This study highlights how the availability of new constellations of SAR could be applied to bridge deformation monitoring. While these techniques cannot decisively distinguish between stress accumulation or material degradation processes, they are useful to detect structural distress signs. A dedicated study of the available literature also confirms how these methods proved to be crucial in characterizing three-dimensional displacements with millimetric accuracy and capable of highlighting anomalous behaviors in near-real time [17,18]. The comprehensive multi-sensor dataset available for the Morandi bridge collapse allows us to make several unique considerations regarding the overall quality of the presented data, the future use of such data for a near-real time monitoring system and bridge construction guidelines.
Our InSAR single line of sight multi temporal analysis coupled with the three-dimensional MCMC inversion scheme show an increased accumulation of relative displacements of deck 9 compared to decks 10 and 11, starting from 2015. The analysis does not show macroscopic deformations characterizing the base of the piers 9–11. The absence of such deformations is also confirmed by the IG18 report by the Commission of the Ministry of Infrastructures and Transportation [29]. Furthermore, there are several PS recorded from different dataset and localized on different areas of deck 9 showing an increased acceleration. These PS are located close to the strands on the north and south west side of deck 9 respectively (Figure 1, Figure 5, Movie 1 and Movie 3) and show an anomalous behavior consisting in an abrupt acceleration starting 12th March 2017 at the junction between the deck and the strand located on the northwest, southwest and east sides of deck 9 respectively.
At the time of writing, the causes of the Morandi bridge collapse have not been officially identified [29]. No consensus has been found yet on the failure mechanism and the conditions which led to that mechanism. Different potential failure mechanisms have been evaluated [30]. Possible collapse modes included: (a) The loss of capacity of one of the stays connecting the deck with the antenna of balanced system 9; (b) the shear failure of the cantilever beam of system 9 or the connecting simply supporting beam; (c) a local failure at the connection between the stay and the deck. These mechanisms have been considered in relation to their ability of triggering the complete failure of one of the stays and the subsequent failure of the whole system 9 [30]. With reference to the pre-existing conditions which could have led to one of these mechanisms, a general material degradation has been documented for both the stays and the deck beams [23,29]. Our results show deformation patterns compatible with both the accelerating degradation of a stay strand, leading to its elongation, and a deterioration of the deck–stay connection [31].
+ + + +
OBJECTIVE A ::
Answer these questions from the bridge passage:
(i) From what year did deck 9 show an increased accumulation of relative displacements compared to decks 10 and 11?
(ii) On what date did the abrupt acceleration at the junction between the deck and the strand begin?
(iii) For which two parts of the bridge has a general material degradation been documented?
The rows below the bridge passage were not drawn from the same source as the passage.

PROVIDED MATERIAL ::
+ + + +
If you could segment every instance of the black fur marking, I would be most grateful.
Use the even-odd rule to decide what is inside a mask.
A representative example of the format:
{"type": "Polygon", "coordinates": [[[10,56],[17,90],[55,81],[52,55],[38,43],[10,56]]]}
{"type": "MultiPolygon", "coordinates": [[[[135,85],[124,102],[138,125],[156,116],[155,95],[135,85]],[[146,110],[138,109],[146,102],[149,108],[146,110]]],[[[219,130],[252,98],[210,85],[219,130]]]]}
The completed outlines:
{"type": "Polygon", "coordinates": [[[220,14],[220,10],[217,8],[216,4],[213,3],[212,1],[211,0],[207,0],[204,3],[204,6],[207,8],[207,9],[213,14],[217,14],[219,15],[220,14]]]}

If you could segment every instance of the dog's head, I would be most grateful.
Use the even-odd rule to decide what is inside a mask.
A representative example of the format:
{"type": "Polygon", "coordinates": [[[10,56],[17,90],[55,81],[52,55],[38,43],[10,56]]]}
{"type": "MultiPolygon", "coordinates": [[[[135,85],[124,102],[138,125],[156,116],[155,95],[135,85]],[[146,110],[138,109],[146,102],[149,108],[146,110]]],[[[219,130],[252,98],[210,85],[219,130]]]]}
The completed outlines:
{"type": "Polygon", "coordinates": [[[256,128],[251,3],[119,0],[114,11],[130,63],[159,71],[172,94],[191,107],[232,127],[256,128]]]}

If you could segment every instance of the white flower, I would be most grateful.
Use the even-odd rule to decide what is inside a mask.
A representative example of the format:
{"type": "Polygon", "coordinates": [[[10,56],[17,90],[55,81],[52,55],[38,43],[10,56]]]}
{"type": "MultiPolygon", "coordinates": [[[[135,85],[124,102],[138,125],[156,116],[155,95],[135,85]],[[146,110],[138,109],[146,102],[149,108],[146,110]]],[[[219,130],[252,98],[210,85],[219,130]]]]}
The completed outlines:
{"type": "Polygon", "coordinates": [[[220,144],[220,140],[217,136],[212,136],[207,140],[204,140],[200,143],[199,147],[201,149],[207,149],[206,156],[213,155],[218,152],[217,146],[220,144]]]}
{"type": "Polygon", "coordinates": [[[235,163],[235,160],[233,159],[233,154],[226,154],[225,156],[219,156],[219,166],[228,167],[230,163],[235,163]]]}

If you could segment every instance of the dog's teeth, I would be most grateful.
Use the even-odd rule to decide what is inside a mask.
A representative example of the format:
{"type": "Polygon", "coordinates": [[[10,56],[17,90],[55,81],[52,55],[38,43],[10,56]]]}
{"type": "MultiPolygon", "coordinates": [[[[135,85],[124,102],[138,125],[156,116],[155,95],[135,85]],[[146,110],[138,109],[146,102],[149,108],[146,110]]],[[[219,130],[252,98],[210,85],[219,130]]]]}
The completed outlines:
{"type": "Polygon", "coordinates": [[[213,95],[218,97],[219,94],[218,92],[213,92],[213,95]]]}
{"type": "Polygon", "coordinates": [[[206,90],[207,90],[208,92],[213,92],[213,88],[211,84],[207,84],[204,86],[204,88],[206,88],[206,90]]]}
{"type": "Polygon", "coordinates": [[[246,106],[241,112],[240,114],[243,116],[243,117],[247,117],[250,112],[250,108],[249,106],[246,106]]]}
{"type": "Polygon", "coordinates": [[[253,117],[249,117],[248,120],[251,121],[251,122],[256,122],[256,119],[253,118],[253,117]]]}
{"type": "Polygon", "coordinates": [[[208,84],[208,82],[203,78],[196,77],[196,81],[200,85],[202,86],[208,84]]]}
+ + + +
OBJECTIVE B ::
Pull out every row that contains the string "would".

TASK RESULT A ::
(i) 2015
(ii) 12th March 2017
(iii) The stays and the deck beams

TASK RESULT B ::
If you could segment every instance of the black fur marking, I would be most grateful.
If you could segment every instance of the dog's head, I would be most grateful.
If you could segment every instance of the white flower, I would be most grateful.
If you could segment every instance of the dog's teeth, I would be most grateful.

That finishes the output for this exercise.